Referring expression pointing data

--- --- ---

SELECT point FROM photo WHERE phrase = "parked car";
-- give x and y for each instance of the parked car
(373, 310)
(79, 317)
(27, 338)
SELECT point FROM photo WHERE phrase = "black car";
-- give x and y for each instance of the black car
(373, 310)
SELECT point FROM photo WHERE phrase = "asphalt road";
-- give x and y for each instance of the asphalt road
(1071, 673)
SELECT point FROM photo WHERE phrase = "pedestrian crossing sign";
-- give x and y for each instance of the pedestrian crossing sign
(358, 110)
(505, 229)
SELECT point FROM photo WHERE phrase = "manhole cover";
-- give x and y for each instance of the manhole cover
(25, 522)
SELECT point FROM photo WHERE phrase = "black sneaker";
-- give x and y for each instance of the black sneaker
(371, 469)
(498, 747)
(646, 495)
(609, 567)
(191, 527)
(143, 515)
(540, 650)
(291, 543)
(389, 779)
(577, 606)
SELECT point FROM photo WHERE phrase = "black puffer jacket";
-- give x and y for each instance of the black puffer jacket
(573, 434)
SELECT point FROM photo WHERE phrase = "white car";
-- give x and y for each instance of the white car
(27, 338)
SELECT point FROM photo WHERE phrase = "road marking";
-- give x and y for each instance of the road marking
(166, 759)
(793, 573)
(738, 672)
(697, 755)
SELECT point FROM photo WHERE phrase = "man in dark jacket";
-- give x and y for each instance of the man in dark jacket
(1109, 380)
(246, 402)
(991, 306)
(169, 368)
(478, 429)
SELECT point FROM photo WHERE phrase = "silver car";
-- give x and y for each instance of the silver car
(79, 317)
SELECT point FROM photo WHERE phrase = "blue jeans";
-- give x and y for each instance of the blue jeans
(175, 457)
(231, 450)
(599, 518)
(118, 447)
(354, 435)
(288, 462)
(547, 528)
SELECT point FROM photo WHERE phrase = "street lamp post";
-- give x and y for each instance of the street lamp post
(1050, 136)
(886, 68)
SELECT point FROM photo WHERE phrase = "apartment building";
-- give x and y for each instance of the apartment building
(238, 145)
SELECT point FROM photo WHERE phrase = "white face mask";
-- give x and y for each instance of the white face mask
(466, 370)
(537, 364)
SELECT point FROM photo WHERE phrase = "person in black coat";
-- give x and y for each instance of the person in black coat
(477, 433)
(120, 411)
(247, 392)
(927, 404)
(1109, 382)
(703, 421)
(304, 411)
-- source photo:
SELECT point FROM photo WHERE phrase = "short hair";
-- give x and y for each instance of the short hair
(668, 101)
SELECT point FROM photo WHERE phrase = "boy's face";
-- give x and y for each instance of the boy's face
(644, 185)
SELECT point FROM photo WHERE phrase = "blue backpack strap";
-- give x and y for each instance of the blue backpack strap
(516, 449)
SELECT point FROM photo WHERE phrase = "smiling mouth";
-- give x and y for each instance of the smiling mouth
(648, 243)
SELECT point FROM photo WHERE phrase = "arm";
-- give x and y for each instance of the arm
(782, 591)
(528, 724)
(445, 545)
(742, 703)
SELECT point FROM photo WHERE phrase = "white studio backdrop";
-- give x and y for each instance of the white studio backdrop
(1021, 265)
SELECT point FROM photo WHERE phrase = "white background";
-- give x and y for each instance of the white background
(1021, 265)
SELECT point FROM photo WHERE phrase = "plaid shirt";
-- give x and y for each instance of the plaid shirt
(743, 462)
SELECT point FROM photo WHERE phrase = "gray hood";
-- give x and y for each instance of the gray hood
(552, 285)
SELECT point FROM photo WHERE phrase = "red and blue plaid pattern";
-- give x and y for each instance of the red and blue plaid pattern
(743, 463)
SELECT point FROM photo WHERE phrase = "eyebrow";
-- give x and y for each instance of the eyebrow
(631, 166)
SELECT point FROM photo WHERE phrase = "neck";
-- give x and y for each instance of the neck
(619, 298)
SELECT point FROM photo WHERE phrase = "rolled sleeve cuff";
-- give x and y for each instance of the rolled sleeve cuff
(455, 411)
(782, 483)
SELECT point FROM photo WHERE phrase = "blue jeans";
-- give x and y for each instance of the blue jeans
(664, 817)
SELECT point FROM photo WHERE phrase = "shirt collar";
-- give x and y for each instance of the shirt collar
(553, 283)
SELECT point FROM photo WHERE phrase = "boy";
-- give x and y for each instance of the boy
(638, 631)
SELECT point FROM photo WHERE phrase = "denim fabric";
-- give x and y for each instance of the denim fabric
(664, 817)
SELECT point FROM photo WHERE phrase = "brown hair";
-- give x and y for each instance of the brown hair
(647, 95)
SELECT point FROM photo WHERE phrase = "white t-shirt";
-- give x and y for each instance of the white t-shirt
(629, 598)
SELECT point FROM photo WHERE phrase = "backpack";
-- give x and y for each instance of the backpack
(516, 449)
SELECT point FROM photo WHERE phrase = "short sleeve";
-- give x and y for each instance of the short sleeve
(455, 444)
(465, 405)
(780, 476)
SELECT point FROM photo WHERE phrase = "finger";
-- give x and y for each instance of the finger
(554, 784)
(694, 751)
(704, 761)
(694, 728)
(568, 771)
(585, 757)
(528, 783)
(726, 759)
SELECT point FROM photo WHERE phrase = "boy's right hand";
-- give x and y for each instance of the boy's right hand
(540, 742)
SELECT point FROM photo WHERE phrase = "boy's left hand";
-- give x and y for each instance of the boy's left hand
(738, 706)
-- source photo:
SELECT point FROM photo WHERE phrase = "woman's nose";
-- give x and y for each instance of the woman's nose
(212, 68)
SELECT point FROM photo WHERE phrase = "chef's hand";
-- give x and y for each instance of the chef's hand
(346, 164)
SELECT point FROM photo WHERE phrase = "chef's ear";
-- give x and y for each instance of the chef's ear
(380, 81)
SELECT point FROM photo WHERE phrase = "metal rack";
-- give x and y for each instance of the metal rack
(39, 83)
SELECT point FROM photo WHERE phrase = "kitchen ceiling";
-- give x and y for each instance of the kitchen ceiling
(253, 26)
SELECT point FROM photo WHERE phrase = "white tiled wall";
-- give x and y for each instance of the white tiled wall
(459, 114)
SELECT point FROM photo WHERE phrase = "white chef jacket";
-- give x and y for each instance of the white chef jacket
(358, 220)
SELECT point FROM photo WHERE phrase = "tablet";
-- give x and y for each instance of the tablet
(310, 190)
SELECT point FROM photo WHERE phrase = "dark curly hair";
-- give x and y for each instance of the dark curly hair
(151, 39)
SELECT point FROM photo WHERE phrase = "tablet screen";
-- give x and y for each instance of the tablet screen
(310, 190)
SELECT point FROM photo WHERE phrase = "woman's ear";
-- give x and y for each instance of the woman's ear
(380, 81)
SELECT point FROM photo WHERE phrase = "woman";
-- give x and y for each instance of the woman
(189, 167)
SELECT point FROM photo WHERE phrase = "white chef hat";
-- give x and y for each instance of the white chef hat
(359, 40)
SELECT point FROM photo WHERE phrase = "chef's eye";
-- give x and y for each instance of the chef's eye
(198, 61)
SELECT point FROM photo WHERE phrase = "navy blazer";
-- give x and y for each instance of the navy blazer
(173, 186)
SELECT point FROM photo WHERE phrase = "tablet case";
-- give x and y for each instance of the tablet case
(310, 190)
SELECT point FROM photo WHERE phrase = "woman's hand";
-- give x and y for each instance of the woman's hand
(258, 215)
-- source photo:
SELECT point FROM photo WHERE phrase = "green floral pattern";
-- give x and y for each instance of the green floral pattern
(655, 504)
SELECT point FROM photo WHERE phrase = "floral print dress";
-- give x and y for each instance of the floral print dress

--- --- ---

Filter the records down to the lines containing the word "print", and copy those.

ANSWER TO THIS TASK
SELECT point FROM photo WHERE phrase = "floral print dress";
-- give x and y for each instance of the floral print dress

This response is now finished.